◆ **TEXT SECTION**:
I'm in a Howlin' Wolf stage, that's certain. In the past few years I can remember a Beatles phase, a Dylan stage, a Muddy Waters period. I've veered into Sonny Boy II and Little Walter, too. I'm always in a Chuck Berry stage.
But Howlin' Wolf has hit hardest, for sure.
Part of it is my pwrsonal history-- that "Best of the Biggest" record I bought as a kid with "Ridin' in the Moonlight."
Part of it is inherent interest. He was an interesting man. I saw the book "Moanin' at Midnight," and had to buy it. And as I read it I respected him more and more.
Part of it is finding the deeper roots of so much that I had loved. I was a kid when I found Taj Mahal, and a kid when I found two tracks by Howlin' Wolf-- but I was full grown and fading before I put two and two together to realize how closely they had always been linked.
Tonight I watched the first half of the documentary "The Howlin' Wolf Story." I've seen snatches before. I'd never watched it straight through. (I guess I still haven't.) It's a GREAT movie, with full songs by a great artist.
By great artists.

◆ **WHAT TO PRODUCE**: How would you translate this sentence from the piece about Howlin' Wolf above into Spanish: "But Howlin' Wolf has hit hardest, for sure."

◆ **DATASET ENTRIES**:
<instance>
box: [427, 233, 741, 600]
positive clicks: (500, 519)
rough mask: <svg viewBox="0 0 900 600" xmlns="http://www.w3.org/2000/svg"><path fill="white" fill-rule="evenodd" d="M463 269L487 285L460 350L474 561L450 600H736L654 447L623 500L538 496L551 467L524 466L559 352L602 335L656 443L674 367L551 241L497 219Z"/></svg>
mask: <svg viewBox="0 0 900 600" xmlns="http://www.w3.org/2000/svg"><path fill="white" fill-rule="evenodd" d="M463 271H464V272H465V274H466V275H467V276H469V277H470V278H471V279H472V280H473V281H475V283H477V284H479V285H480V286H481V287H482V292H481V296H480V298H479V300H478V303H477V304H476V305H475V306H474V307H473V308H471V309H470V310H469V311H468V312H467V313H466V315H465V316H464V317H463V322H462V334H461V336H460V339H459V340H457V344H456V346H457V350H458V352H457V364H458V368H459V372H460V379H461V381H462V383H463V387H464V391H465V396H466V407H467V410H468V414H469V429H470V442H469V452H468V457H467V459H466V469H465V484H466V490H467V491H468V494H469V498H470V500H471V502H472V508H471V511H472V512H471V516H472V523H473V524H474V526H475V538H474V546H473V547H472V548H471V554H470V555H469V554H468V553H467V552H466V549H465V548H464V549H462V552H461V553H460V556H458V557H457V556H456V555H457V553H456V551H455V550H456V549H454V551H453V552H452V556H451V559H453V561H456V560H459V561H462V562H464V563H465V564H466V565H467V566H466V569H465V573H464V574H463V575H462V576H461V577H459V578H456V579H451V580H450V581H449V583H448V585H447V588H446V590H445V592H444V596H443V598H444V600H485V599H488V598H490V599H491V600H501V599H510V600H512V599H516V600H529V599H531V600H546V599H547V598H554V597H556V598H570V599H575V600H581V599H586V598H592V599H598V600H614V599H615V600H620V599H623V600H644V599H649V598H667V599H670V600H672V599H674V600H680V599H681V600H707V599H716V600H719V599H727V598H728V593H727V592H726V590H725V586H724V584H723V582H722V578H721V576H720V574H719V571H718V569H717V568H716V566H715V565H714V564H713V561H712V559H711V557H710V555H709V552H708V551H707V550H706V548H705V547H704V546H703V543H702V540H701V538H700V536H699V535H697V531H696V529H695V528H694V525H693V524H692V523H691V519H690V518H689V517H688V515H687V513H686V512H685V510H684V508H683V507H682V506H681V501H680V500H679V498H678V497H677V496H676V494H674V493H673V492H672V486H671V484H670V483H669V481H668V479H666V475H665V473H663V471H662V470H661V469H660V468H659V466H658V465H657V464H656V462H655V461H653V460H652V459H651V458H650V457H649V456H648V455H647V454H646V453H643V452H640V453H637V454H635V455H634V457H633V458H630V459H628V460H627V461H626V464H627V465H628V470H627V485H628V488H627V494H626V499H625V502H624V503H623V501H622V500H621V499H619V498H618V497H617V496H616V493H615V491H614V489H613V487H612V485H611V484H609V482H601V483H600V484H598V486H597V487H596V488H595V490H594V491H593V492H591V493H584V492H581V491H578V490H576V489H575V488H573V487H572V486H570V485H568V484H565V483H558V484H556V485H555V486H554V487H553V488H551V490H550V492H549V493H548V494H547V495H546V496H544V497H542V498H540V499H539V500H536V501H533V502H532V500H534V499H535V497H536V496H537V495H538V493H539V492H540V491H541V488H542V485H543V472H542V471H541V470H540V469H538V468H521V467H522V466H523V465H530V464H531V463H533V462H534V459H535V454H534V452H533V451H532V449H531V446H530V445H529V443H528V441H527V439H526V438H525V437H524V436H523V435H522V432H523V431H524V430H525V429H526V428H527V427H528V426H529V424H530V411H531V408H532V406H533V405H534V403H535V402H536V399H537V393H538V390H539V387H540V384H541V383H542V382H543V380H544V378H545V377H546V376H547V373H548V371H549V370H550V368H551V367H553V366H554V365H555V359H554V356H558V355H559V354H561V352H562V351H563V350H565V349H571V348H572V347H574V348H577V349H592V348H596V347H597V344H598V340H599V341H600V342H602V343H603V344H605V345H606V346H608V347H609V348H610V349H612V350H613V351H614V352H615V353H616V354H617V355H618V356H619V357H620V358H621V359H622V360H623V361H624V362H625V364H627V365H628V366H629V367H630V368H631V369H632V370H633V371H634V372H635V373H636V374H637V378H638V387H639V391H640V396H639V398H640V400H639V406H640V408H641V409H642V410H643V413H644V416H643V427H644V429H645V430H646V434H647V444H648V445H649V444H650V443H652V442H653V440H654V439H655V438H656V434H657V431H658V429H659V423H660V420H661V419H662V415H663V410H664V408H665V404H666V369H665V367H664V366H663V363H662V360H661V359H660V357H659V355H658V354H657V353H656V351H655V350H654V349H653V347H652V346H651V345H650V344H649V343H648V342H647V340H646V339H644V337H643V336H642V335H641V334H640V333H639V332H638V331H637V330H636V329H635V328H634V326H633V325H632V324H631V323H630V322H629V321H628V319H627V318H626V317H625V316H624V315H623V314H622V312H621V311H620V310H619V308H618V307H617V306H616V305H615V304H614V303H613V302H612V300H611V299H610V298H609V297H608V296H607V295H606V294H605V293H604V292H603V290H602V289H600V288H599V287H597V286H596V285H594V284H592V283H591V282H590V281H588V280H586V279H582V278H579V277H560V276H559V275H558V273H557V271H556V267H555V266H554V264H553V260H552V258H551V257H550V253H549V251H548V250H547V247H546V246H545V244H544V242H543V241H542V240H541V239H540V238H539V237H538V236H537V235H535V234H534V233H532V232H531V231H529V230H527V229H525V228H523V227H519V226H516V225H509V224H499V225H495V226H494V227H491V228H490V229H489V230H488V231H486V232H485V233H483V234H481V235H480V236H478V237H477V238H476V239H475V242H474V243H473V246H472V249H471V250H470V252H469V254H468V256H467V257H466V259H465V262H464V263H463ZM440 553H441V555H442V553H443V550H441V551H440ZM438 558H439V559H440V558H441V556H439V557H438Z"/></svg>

◆ **REPLY**: Pero Howlin' Wolf es el que más fuerte me ha pegado, sin duda.